[Excerpts from a location annotation dataset]
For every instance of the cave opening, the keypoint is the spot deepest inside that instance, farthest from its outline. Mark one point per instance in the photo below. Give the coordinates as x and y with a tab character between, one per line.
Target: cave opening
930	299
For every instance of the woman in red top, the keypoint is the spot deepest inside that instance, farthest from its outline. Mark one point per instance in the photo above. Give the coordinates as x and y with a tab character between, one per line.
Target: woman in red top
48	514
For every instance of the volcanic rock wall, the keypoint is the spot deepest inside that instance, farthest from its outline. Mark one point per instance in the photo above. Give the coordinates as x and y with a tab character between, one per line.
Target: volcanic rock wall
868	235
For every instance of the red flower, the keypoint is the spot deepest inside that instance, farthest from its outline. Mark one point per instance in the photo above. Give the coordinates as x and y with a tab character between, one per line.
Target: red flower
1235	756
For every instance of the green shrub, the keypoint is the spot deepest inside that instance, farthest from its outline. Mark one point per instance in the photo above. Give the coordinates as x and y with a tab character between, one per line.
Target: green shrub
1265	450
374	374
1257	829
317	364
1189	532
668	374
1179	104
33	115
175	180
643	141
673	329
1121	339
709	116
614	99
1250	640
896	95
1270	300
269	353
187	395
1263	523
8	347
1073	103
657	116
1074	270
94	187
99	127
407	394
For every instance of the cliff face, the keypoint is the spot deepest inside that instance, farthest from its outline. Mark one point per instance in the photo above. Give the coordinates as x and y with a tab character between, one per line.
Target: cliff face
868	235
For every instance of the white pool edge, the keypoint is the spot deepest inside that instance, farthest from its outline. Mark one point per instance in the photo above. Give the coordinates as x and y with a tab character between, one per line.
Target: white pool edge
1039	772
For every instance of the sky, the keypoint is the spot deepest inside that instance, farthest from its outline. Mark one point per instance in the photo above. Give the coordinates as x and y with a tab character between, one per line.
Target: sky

_Job:_ Reproduce every one of the entries above word for word, with nothing changed.

_Exercise result:_
For every instance of the cave opening, the keypoint is the spot deepest inside that instance, farthest from its outline. Mark one point per instance in the photo below. Give the coordinates as x and y with a tab character between, one per line.
Target: cave opening
930	299
For every instance of the woman in red top, the keypoint is the spot deepest inside that instance, farthest from its outline. Mark one point per instance in the photo above. Give the coordinates as x and y with a tab character between, one per line.
Target: woman in red top
48	514
For every instance of the volcanic rock wall, the keypoint is the spot deepest inside that instance, farthest from its outline. Mark one point per instance in the photo above. Give the coordinates as x and y with a tab character between, one per line.
Target: volcanic rock wall
868	235
For every instance of the red flower, the keypoint is the spot deepest inside that instance, farthest from its outline. Mark one point per instance in the photo above. Give the coordinates as x and y with a tab character between, one per line.
Target: red flower
1235	756
For every instance of the green shrub, the keypoint is the spot deepest inside that instance, farthest from its outline. Mark one point per instance in the photo above. Give the coordinates as x and y with a tab character between, one per line.
Target: green shrub
1265	450
374	374
1257	829
317	364
1189	532
668	374
1179	104
33	115
175	180
643	141
673	329
1121	339
709	116
614	99
1250	640
896	95
1270	300
269	353
187	395
1263	523
8	347
1073	103
657	116
1074	270
94	187
99	127
407	394
For every instance of the cliff face, the keypoint is the spot deepest inside that instance, farthest from its outline. Mark one point per instance in the photo above. Give the coordinates as x and y with a tab character between, one per line.
Target: cliff face
868	235
For every instance of the white pool edge, the keypoint is the spot deepest inside that instance, farthest from its outline. Mark one point per instance in the photo above. Give the coordinates as x and y with a tab character between, one per line.
Target: white pool edge
1039	772
For every instance of the sky, the keypoint is the spot deepest inside that instance, farthest from its outline. Mark one point per instance in the photo above. Give the coordinates as x and y with a tab character between, one per line.
Target: sky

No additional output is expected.